▶ **Excerpt provided**:
>> BEGIN

# K Mart Kits



## keef12345 (15/11/07)

I have heard so much negative feedback from beer kits bought from 
coles, k mart etc 

Are their mixes really THAT bad? 

Is there anyway to fix them up and get a good beer out of them.. 

Im a newbie thanks for the help guys this forum is gold..


----------



## hoganknowbest (15/11/07)

my last kit was from coles

Coopers real ale 1.7kg
Brew enhancer 2 1kg

Just bought some cascade hops and salale us-05 yeast to improve it

Still waiting to taste the goods though, just racked it (first time racking and bulk priming)

Everyone has their own preferences though! each to their own!


----------



## wambesi (15/11/07)

Do you mean homebrand, savings type brands?
Apparently they skim out on some of the ingredients and use basic sugars instead, I'm no expert but remember reading somewhere about it.

In saying that though there are ways of course to dress it up, some hops, specialty grain etc


----------



## keef12345 (15/11/07)

>> END

▶ **What you are asked to do**: Reproduce the forum thread about K Mart beer kits in full, word for word.

▶ **Material**:

>> BEGIN

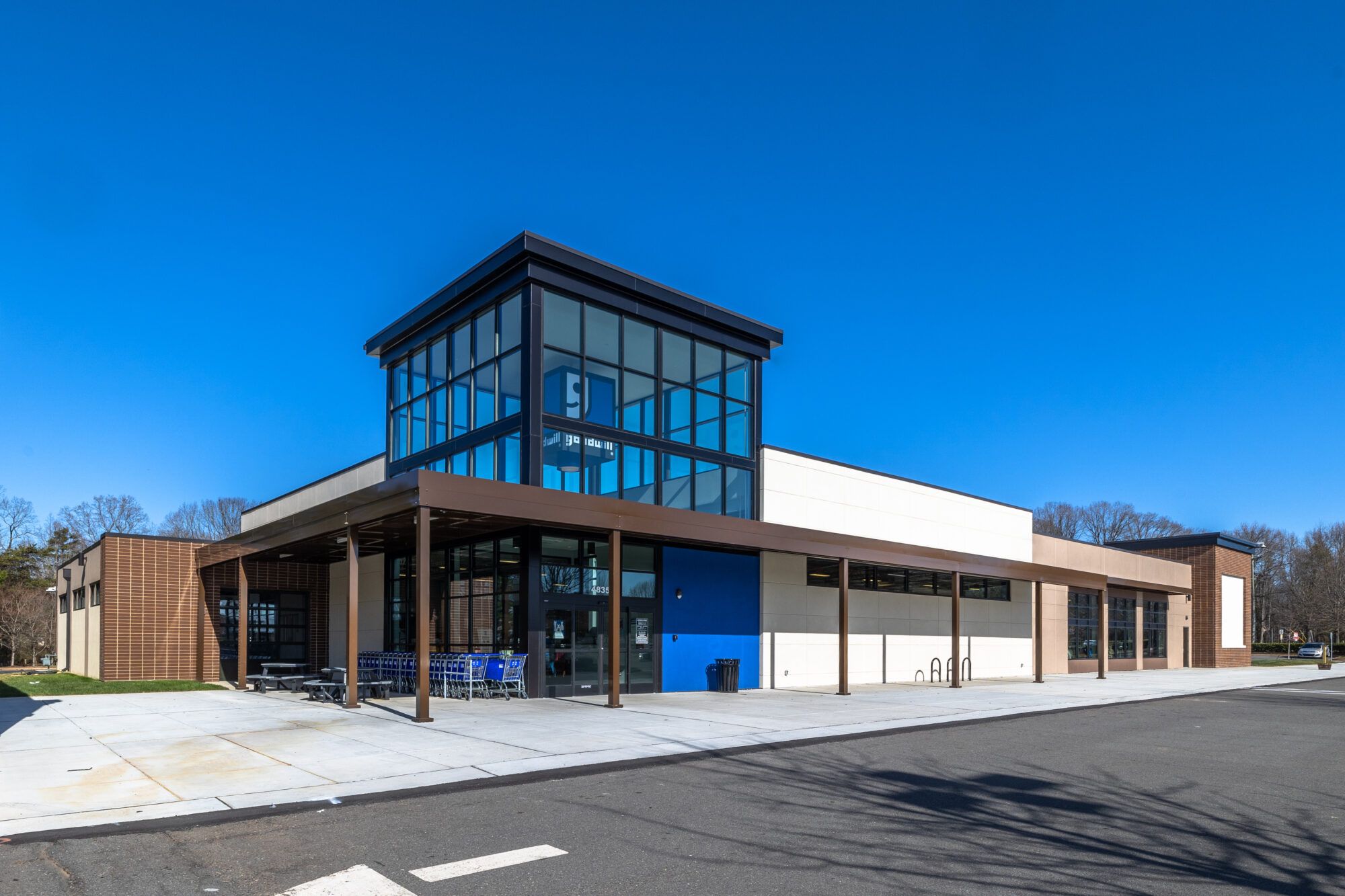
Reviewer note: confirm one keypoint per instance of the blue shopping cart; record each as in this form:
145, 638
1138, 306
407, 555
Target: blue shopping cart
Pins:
505, 676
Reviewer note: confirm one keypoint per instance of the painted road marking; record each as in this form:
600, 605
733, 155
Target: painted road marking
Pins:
358, 880
1307, 690
488, 862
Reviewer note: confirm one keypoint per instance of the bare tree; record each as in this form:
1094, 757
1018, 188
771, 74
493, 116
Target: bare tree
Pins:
1155, 526
209, 520
1272, 567
1102, 521
28, 622
18, 521
1056, 518
89, 520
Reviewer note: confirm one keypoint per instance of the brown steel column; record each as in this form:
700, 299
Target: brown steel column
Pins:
844, 630
614, 619
201, 627
1038, 650
423, 614
243, 626
352, 618
1104, 635
956, 676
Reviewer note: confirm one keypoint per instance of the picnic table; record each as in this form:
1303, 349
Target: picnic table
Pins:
274, 676
334, 688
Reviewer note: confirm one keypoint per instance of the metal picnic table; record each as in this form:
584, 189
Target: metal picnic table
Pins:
272, 674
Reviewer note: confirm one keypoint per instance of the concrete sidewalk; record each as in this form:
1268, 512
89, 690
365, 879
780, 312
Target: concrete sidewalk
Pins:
72, 762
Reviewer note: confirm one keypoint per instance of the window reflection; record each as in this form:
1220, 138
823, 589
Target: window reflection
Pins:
481, 392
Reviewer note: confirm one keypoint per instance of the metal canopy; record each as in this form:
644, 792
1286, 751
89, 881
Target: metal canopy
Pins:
466, 507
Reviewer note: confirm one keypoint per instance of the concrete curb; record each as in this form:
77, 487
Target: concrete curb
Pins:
235, 807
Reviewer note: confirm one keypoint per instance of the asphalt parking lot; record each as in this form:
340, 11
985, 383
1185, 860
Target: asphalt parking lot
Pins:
1237, 791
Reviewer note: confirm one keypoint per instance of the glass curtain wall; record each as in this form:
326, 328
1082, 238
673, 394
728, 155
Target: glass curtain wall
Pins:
595, 466
475, 599
1121, 627
1083, 626
1156, 628
618, 372
458, 381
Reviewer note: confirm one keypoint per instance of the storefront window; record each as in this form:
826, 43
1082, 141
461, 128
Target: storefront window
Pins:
1156, 628
1121, 627
1083, 626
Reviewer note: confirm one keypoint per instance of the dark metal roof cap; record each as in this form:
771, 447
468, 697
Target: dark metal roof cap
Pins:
1195, 540
531, 245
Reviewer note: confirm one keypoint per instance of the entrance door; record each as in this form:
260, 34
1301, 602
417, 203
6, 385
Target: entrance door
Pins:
278, 630
578, 655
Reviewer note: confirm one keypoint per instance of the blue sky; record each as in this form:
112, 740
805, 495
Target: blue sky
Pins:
1030, 251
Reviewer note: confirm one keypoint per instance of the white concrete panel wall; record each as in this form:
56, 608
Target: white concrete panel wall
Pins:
348, 481
371, 607
818, 494
892, 637
1231, 611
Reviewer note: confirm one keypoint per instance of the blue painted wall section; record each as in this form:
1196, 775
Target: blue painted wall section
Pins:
719, 615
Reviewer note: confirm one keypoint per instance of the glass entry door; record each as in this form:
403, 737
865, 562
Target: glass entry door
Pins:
578, 657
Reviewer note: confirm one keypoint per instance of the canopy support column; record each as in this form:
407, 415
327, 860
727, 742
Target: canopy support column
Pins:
1038, 627
352, 618
614, 619
1104, 633
243, 626
956, 673
423, 575
844, 630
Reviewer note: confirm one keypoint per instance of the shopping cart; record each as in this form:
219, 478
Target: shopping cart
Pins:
505, 676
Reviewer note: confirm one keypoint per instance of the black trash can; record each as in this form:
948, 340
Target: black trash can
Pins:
728, 670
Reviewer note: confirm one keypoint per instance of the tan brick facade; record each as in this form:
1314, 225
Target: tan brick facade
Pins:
150, 608
314, 579
159, 619
1210, 563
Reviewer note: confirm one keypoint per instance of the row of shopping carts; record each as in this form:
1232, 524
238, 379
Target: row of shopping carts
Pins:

>> END

▶ **Task solution**:
# K Mart Kits



## keef12345 (15/11/07)

I have heard so much negative feedback from beer kits bought from 
coles, k mart etc 

Are their mixes really THAT bad? 

Is there anyway to fix them up and get a good beer out of them.. 

Im a newbie thanks for the help guys this forum is gold..


----------



## hoganknowbest (15/11/07)

my last kit was from coles

Coopers real ale 1.7kg
Brew enhancer 2 1kg

Just bought some cascade hops and salale us-05 yeast to improve it

Still waiting to taste the goods though, just racked it (first time racking and bulk priming)

Everyone has their own preferences though! each to their own!


----------



## wambesi (15/11/07)

Do you mean homebrand, savings type brands?
Apparently they skim out on some of the ingredients and use basic sugars instead, I'm no expert but remember reading somewhere about it.

In saying that though there are ways of course to dress it up, some hops, specialty grain etc


----------



## keef12345 (15/11/07)